■ **Work to be completed**
Scan the entries below, and for each line that includes the word "tree", make a copy.

■ **Supplied data**

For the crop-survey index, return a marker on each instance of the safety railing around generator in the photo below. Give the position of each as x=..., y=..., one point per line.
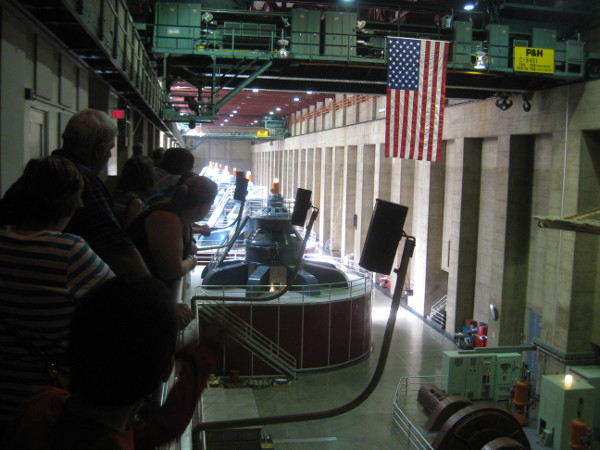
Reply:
x=408, y=415
x=309, y=293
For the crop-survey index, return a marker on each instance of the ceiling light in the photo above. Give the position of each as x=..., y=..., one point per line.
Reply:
x=481, y=60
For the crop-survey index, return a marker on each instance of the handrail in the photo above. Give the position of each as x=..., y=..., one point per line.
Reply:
x=440, y=303
x=407, y=253
x=356, y=287
x=272, y=354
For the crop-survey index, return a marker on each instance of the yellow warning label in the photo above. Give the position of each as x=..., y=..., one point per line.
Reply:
x=539, y=60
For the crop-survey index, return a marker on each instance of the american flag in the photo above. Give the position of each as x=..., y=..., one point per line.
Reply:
x=416, y=91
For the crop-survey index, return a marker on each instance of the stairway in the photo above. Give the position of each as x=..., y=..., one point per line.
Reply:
x=438, y=312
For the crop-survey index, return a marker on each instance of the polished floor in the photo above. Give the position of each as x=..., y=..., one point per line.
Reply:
x=416, y=350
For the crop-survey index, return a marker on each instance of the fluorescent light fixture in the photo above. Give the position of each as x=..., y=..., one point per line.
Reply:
x=480, y=60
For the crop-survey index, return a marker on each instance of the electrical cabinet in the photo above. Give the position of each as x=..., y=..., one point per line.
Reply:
x=177, y=25
x=498, y=45
x=462, y=48
x=340, y=33
x=560, y=403
x=591, y=375
x=305, y=32
x=508, y=369
x=543, y=38
x=480, y=376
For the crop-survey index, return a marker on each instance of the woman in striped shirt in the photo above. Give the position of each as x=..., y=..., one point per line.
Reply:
x=43, y=272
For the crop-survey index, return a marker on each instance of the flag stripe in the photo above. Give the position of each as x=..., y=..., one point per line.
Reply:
x=415, y=98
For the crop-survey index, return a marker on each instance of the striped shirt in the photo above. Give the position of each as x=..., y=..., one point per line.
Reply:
x=41, y=276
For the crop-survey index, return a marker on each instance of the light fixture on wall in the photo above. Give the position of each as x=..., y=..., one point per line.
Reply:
x=481, y=60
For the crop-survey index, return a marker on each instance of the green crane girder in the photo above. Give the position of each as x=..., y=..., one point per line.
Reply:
x=209, y=109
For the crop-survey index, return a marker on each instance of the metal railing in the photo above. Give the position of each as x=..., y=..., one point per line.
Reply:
x=438, y=312
x=248, y=337
x=327, y=291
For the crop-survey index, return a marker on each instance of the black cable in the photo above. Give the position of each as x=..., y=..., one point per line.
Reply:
x=385, y=347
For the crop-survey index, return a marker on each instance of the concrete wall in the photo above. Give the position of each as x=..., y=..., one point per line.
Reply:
x=472, y=212
x=42, y=86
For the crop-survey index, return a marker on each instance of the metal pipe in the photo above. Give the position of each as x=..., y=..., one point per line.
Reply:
x=290, y=283
x=385, y=347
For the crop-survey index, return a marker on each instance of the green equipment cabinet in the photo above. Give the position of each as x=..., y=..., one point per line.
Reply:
x=177, y=26
x=591, y=375
x=340, y=33
x=462, y=47
x=498, y=37
x=305, y=32
x=479, y=376
x=560, y=403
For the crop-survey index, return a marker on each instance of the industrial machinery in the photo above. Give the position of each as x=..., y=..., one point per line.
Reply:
x=512, y=48
x=562, y=399
x=462, y=424
x=480, y=376
x=273, y=248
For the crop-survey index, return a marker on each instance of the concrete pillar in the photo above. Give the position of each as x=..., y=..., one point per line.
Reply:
x=463, y=176
x=301, y=180
x=585, y=291
x=349, y=200
x=336, y=205
x=309, y=182
x=315, y=182
x=325, y=195
x=514, y=267
x=382, y=174
x=365, y=196
x=426, y=275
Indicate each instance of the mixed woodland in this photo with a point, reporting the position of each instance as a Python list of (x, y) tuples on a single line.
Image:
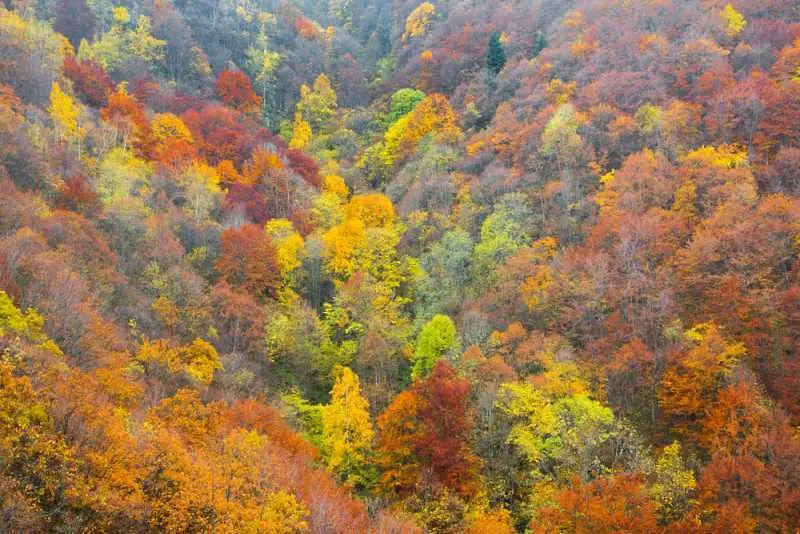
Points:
[(390, 266)]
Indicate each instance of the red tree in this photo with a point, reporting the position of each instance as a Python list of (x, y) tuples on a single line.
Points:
[(234, 89)]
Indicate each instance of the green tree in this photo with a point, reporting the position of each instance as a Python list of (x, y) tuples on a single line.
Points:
[(403, 102), (539, 44), (495, 55), (438, 338)]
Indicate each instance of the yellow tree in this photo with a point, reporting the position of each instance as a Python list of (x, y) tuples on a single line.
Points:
[(288, 246), (301, 132), (347, 430), (64, 113), (418, 21), (318, 103), (734, 21)]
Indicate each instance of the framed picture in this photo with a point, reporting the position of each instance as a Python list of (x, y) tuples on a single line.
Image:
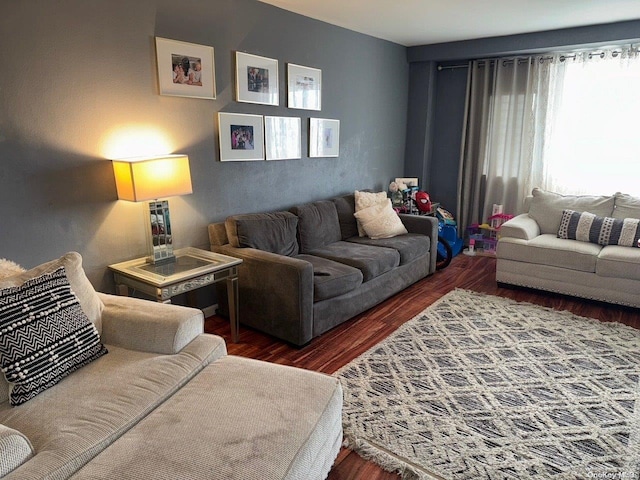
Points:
[(241, 137), (282, 137), (185, 69), (256, 79), (324, 137), (304, 87), (409, 182)]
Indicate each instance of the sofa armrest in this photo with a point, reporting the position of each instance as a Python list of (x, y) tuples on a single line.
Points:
[(276, 293), (147, 326), (427, 226), (523, 227)]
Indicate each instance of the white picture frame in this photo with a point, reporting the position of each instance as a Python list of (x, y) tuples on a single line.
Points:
[(241, 137), (304, 87), (283, 137), (178, 63), (324, 137), (257, 79), (408, 181)]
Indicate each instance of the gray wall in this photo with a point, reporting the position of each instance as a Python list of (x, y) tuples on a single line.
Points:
[(80, 74), (437, 97)]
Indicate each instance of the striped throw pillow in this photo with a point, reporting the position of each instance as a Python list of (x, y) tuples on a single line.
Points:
[(587, 227)]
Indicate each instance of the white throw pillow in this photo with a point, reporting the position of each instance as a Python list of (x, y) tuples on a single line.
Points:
[(381, 221), (365, 200)]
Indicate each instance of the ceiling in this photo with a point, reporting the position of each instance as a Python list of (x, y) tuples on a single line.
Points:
[(422, 22)]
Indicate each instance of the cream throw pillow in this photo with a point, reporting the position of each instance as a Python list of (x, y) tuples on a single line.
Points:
[(381, 221), (365, 200)]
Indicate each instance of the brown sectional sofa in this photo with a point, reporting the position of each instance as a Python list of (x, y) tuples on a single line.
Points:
[(306, 271)]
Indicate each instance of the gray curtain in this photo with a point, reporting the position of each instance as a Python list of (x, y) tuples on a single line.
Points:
[(505, 119)]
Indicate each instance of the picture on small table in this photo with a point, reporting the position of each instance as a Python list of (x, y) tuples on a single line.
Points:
[(241, 137), (258, 80)]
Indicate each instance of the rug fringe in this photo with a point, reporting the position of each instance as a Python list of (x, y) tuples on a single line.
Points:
[(385, 460)]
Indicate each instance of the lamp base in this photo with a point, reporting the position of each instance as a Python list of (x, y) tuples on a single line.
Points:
[(159, 233)]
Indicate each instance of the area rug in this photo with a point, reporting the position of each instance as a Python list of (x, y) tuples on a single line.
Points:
[(482, 387)]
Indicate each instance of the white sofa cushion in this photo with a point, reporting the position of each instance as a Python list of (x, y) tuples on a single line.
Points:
[(73, 421), (547, 207), (380, 221), (626, 206), (15, 449), (365, 200), (548, 249), (270, 422), (619, 262)]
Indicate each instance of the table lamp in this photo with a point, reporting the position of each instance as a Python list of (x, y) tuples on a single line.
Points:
[(151, 178)]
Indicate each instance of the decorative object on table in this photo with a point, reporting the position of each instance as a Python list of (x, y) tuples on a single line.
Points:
[(304, 87), (282, 137), (478, 386), (185, 69), (257, 79), (152, 178), (193, 268), (324, 137), (397, 198), (241, 137), (423, 202), (408, 181)]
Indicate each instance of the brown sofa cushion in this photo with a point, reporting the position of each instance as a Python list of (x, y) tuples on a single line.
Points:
[(371, 261), (270, 232), (346, 207), (331, 279), (318, 225)]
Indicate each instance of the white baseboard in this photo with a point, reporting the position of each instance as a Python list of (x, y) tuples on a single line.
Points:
[(210, 311)]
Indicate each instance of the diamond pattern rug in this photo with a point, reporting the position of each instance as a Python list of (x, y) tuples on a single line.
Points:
[(482, 387)]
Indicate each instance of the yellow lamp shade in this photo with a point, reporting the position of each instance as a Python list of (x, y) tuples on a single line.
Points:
[(150, 178)]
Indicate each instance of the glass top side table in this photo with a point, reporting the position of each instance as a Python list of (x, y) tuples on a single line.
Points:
[(193, 268)]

■ **Response**
Indicate each instance of the red tree in this photo with a point, reporting the position of each instance as a Python list of (x, y) tuples on a single line.
Indicate each instance of the green tree in this photo with a point, reporting the position of each instance as a Python list of (x, y) tuples on a single line.
Indicate each instance of the yellow tree in this photo with a point, reporting the position of each instance as a Python list of (x, y) tuples on a single line.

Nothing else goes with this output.